The Paseo de Catalina de Ribera (promenade) and the Murillo Gardens make up one of the most interesting garden areas in terms of history, art, landscape and environment in the city of Seville. They are fully involved in the life of the city and preserve interesting botanical species as well as architectural and sculptural samples and original street furniture elements from the time of their formalisation in the first quarter of the 20th century.
The current Paseo de Catalina de Ribera has its remote origin in the transfer, in 1862, of part of the Huerta del Retiro del Alcázar. This new public space, which was intended to attenuate the narrowness of the urban layout of the neighbouring neighbourhoods, did not yet have a special layout. At the end of the 19th century, a first project was undertaken for landscaping and furnishing what was then called the "Paseo de los Lutos" and, in 1920, on the occasion of the interventions carried out in view of the Ibero-American Exhibition, the architect Juan Talavera y Heredia, formalised the layout preserved today.
This same architect, a well-known representative of regionalist historicism, had designed a few years earlier the adjacent Murillo gardens, also the result of a transfer (1911) of another portion, located to the north-west, of the Huerta del Retiro del Alcázar. The layout of the Paseo de Catalina de Ribera has a clear longitudinal arrangement, designed for traffic, while the Murillo Gardens respond, due to their location and design, to a more secluded enclosure.

----------

> _EXERCISES_
**a.** In the Seville gardens text, who formalized the layout of the Paseo de Catalina de Ribera in 1920?
**b.** Write a continuation of the Seville gardens text, starting after its final sentence.

> _DATASET EXTRACT_
----------

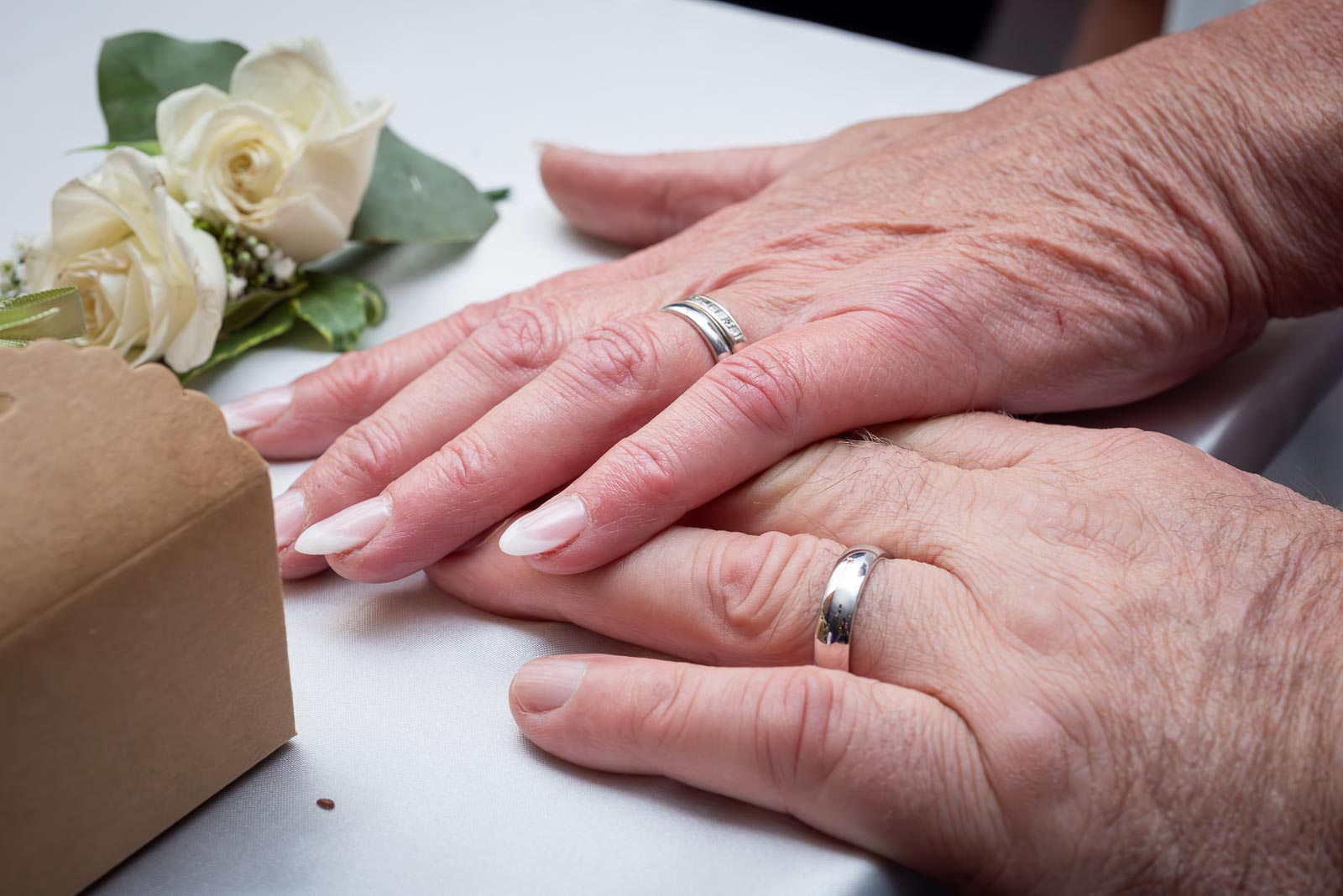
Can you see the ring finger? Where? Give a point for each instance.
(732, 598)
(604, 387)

----------

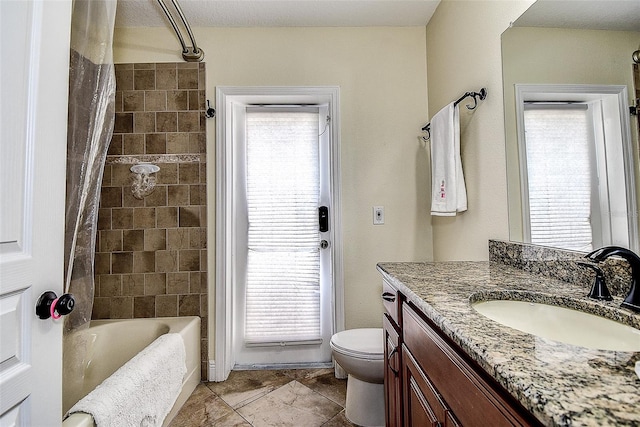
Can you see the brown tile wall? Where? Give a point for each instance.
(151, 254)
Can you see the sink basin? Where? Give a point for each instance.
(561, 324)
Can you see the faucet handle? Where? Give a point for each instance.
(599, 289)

----------

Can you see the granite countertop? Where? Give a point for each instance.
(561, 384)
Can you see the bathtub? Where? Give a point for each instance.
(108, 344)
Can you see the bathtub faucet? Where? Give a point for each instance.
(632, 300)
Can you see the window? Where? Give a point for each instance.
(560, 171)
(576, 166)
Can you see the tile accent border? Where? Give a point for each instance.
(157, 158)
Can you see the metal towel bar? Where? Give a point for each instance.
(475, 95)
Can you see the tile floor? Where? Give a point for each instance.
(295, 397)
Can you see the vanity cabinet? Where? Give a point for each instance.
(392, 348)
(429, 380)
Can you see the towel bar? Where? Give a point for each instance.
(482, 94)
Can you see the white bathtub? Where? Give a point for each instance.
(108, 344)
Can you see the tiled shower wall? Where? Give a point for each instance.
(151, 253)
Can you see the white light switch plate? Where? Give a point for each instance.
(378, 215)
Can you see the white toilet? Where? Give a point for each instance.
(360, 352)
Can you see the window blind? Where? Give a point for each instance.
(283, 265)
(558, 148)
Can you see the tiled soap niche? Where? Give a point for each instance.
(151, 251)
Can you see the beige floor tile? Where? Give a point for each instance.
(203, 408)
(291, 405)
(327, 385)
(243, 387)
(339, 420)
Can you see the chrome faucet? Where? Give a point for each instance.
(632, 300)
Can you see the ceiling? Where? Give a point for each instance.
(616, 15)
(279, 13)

----------

> _TASK-BY-TASK RESULTS_
**a.** The architect Juan Talavera y Heredia.

**b.**
The walk is structured by a central axis and two secondary axes, parallel to the latter and arranged on both sides, which are made up of flowerbeds delimited by factory and tiled parapets. The central axis is interrupted at its midpoint by a large circular space centred by a fountain, also circular, on which, above a pedestal with busts of Columbus and the Catholic Monarchs, two columns stand, supporting an entablature crowned by the figure of a lion and, at mid-shaft, the prows of the caravels.
The monument, which provides the vertical element of compositional compensation to the promenade, was designed by the architect Talavera and executed by the sculptor Lorenzo Coullaut-Varela, and is dedicated to Christopher Columbus, in keeping with the events of the Ibero-American Exposition of 1929, when it was held.
Very close to the monumental fountain is the parietal fountain, attached to the enclosure wall of the Alcázar gardens, dedicated to Catalina de Ribera, benefactor of the city with the foundation of the Hospital de las Cinco Llagas. It has an architectural structure in neo-mannerist style designed by Talavera and Heredia himself with paintings alluding to the lady, plus the remains of another fountain from the 16th century.
Text of the BIC declaration, 12-03-2002.